━━━ Given text ━━━
So the important question becomes: How good will the offering from Z.ai get with GLM 5.3 or 6 and how much will OpenAI and Anthropic cripple their current offering in the near future.
Employees and students used to coding with thousands of dollars worth of tokens (on a 20/100 dollar plan) will push enterprise to spend.
Having a Chinese model that is competitive won't displace this enterprise spend. But an open model hosted in the US/EU might.
The existence of GLM 5.2 puts a ceiling on how much OpenAI/Anthropic can charge for API Access.
I haven't been keeping up on hardware costs for state of the art LLM inference, but this remark made me ask myself how many readers of the article would actually be able to run this model on hardware they own. How much would it cost to acquire such a setup?
Off topic, but does anyone else instantly pick up on LLMisms like this? It seems like all the models have converged on this style of writing, and improvements aren't really changing it.
For people who follow open LLMs, none of these were quiet and all were the most interesting open model release for a few days/weeks. In one or two months, it will be some other model again. Now I do appreciate the real rapid improvements in open models. But there's also a ton of hype and fast-fashion around all of this.
From my Opus vs DS 4 Pro personal benchmarks, 16 different real-life work tasks, DS 4 has performed as well as Opus 4.8 high overall but with few drawbacks:
- on the 16 tasks, one needed several prompts to be steered back into the topic
- its review capabilities seem much worse
- DS4 had the cleanly better solution in 3 cases out of 16, with Opus "only" doing cleanly better 2 times out of 16. But still, I want to emphasize, is the worst case scenarios that imho matter the most, not the best ones, and on that front Opus outperformed.
━━━ Data ━━━
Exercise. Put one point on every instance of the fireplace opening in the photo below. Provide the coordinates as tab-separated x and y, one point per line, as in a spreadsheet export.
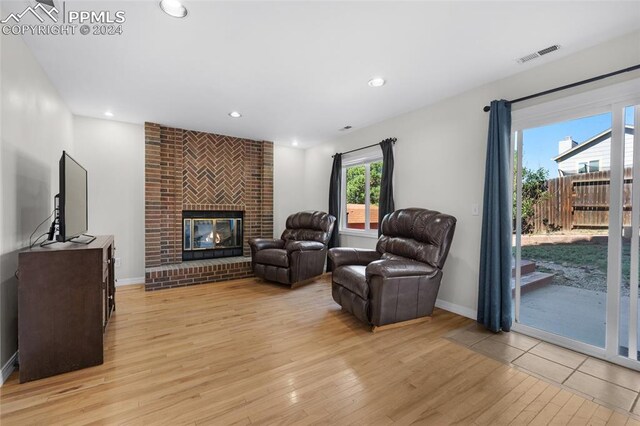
211	234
━━━
- **Tasks**:
1 > In the forum thread on open LLMs, what does the existence of GLM 5.2 put a ceiling on?
2 > Reproduce the forum thread word for word, starting with "Having a Chinese" and going on through "really changing it.".
Answer from the forum thread alone, not from the data.

- **Responses to the exercise**:
1 > How much OpenAI/Anthropic can charge for API Access.

2 >
Having a Chinese model that is competitive won't displace this enterprise spend. But an open model hosted in the US/EU might.
The existence of GLM 5.2 puts a ceiling on how much OpenAI/Anthropic can charge for API Access.
I haven't been keeping up on hardware costs for state of the art LLM inference, but this remark made me ask myself how many readers of the article would actually be able to run this model on hardware they own. How much would it cost to acquire such a setup?
Off topic, but does anyone else instantly pick up on LLMisms like this? It seems like all the models have converged on this style of writing, and improvements aren't really changing it.